Input data below:

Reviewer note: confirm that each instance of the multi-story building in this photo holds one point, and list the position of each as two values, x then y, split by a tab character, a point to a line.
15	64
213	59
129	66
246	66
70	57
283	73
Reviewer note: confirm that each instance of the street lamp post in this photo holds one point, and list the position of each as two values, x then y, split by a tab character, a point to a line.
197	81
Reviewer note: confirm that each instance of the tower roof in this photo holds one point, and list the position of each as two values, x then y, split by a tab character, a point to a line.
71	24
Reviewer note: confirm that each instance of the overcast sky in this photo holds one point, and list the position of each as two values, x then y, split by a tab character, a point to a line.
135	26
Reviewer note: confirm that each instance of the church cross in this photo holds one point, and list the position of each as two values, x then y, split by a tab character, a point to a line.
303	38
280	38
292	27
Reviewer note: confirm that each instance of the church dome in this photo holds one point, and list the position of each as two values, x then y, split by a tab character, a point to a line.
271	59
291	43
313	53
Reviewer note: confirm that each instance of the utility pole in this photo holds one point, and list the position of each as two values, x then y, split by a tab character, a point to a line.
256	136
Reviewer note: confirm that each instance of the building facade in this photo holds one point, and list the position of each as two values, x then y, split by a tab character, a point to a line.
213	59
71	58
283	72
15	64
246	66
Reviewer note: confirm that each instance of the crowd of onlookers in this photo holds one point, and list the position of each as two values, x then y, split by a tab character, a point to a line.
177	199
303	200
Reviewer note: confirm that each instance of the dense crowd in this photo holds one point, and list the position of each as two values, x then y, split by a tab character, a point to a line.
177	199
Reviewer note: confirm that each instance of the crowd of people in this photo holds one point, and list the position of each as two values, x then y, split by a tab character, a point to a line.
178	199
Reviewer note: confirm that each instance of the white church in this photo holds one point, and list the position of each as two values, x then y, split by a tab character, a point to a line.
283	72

End of Input data.

## Task details
Set out exactly the run of lines that begins at the line holding "Reviewer note: confirm that each instance of the white" and ends at the last line of the data.

## Result of the exercise
Reviewer note: confirm that each instance of the white church in this photo holds one point, and list the position of each as two values, x then y, split by a tab character, a point to a line.
283	72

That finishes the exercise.